§ Task brief: Output every line of the records below without any change.

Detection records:
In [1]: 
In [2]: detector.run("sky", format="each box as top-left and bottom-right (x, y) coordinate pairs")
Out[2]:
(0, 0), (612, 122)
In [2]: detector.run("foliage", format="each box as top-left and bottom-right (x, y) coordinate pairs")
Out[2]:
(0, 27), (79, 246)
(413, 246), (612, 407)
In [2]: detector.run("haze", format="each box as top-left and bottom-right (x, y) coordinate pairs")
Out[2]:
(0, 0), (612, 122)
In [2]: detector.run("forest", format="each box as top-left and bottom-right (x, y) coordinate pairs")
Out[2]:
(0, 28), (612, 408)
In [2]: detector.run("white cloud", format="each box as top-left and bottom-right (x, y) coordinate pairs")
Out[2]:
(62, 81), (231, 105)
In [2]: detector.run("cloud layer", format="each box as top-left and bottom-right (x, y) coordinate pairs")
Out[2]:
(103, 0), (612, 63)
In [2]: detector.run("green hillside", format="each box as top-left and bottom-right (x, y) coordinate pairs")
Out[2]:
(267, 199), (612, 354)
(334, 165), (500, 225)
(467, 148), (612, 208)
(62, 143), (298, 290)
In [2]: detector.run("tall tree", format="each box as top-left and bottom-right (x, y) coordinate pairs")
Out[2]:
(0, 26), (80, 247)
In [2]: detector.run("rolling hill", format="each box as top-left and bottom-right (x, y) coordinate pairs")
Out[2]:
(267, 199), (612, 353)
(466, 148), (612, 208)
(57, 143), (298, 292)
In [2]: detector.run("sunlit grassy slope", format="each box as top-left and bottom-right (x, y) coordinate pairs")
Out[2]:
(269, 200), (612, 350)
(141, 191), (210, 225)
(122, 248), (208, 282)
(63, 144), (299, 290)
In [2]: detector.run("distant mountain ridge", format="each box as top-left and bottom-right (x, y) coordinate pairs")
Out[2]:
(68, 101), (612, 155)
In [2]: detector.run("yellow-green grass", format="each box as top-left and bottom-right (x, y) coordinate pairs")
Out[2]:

§ Answer:
In [1]: 
In [2]: detector.run("sky", format="each box as top-left and bottom-right (x, y) coordinate pairs")
Out[2]:
(0, 0), (612, 122)
In [2]: detector.run("foliage", format="each box as top-left and bottom-right (x, y) coordinate pairs")
Out[2]:
(0, 27), (79, 246)
(413, 246), (612, 407)
In [2]: detector.run("haze", format="each box as top-left and bottom-right (x, y) coordinate pairs")
Out[2]:
(0, 0), (612, 122)
In [2]: detector.run("forest", format="each box as top-left and bottom-right (x, y) coordinate pairs")
Out[2]:
(0, 28), (612, 408)
In [2]: detector.run("white cloud", format="each box as top-left and bottom-right (x, y) coordinate pairs")
Out[2]:
(62, 81), (231, 105)
In [2]: detector.run("cloud layer", format="each box as top-left and bottom-right (x, y) coordinate pairs")
Out[2]:
(103, 0), (612, 63)
In [2]: detector.run("green hillside", format="each box as top-left and bottom-right (x, y) coordinate pairs")
Out[2]:
(267, 199), (612, 354)
(334, 165), (500, 225)
(467, 148), (612, 208)
(62, 143), (298, 290)
In [2]: detector.run("tall tree", format="each box as top-left and bottom-right (x, y) coordinate pairs")
Out[2]:
(0, 26), (80, 247)
In [2]: detector.run("rolling hill", format="each box as top-left and bottom-right (x, y) coordinate pairs")
Out[2]:
(267, 199), (612, 353)
(466, 148), (612, 208)
(57, 143), (298, 292)
In [2]: detector.run("sunlit grassy slope", format="each box as top-left and bottom-right (x, y) coordinate pairs")
Out[2]:
(269, 200), (612, 350)
(141, 191), (210, 225)
(122, 248), (208, 282)
(63, 144), (299, 290)
In [2]: detector.run("distant mountain ridge", format="each box as top-left and bottom-right (x, y) coordinate pairs")
Out[2]:
(68, 101), (612, 155)
In [2]: detector.run("yellow-green grass", format="each box as top-left and bottom-right (x, y) coordinate pairs")
Out[2]:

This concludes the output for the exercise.